## Text section

Beyond the falls is the aptly named Fern Pool. The still pond is another great swimming spot made nicer by the lush plant life and overhanging paper bark trees. The paper bark trees seem to sprout directly out of the bedrock and due to the enclosed surroundings some acquire some unusual stances. Like many of the trees in this part of the world the bark peels off over time to encourage passing bush fires. Unlike the commonly seen eucalyptus however the paper bark can be peeled off in sheets, hence the name. We collected some bark as it would provide good tinder to get a fire going in the damp weather. All I need now is a decent knife, a desire to drink my own urine and legal document changing my name to Wolf Grinz and who knows I might just get my own TV show.
|Paper bark tree|
All in all a good day well spent.
Friday 29th May 2015
Once again sods law prevailed in double measure as even by our standards it properly pissed it down. With the nearest petrol station in Tom Price on the other side of the National Park every decision to leave the camp was a calculated one and with no prospect of a nice walk we decided to have a lazy day and sit tight. Naturally our food and beer supply took and beating but at least with the free Wi-Fi we were able to check the forecast for the next few days and it predicted a noticeable improvement.
Saturday 30th May 2015
Thankfully the weather people were right and the weekend brought the sun out. We left the free camp site behind and headed to the visitor centre hoping that we would be able to get into the heart of the park. It seemed luck was on our side and the gravel track had been reopened to the public. Many of the visitors had decent 4x4 vehicles which could tackle the trails no problem but despite our optimism Dave and Dustin assured us that they have driven their two wheel drives along much worst roads. Naturally this discussion meant we had tempted fate and 800m along the track Dustin’s Ford Falcon (which we were in) had a puncture. Normally this wouldn’t be a big issue but as you will recall Dustin had been trying to find a cheap spare a few days prior as his one already suffered from a slow puncture. Sadly there was little option but to use the slightly hampered spare until we could get a replacement. The cost of recovering a car out here is not worth thinking about unless you are a lottery winner so very tentatively we crept along with our fingers crossed until we reached the next bunch of sights 25km away.

## Supplied data

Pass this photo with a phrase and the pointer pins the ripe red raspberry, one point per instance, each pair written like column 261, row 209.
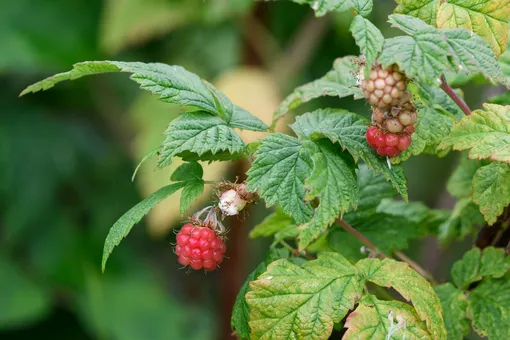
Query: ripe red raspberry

## What is required
Reproduce the travel diary passage starting at "Beyond the falls" and ending at "day well spent.", changing "eucalyptus" to "gum tree".

## Solution
Beyond the falls is the aptly named Fern Pool. The still pond is another great swimming spot made nicer by the lush plant life and overhanging paper bark trees. The paper bark trees seem to sprout directly out of the bedrock and due to the enclosed surroundings some acquire some unusual stances. Like many of the trees in this part of the world the bark peels off over time to encourage passing bush fires. Unlike the commonly seen gum tree however the paper bark can be peeled off in sheets, hence the name. We collected some bark as it would provide good tinder to get a fire going in the damp weather. All I need now is a decent knife, a desire to drink my own urine and legal document changing my name to Wolf Grinz and who knows I might just get my own TV show.
|Paper bark tree|
All in all a good day well spent.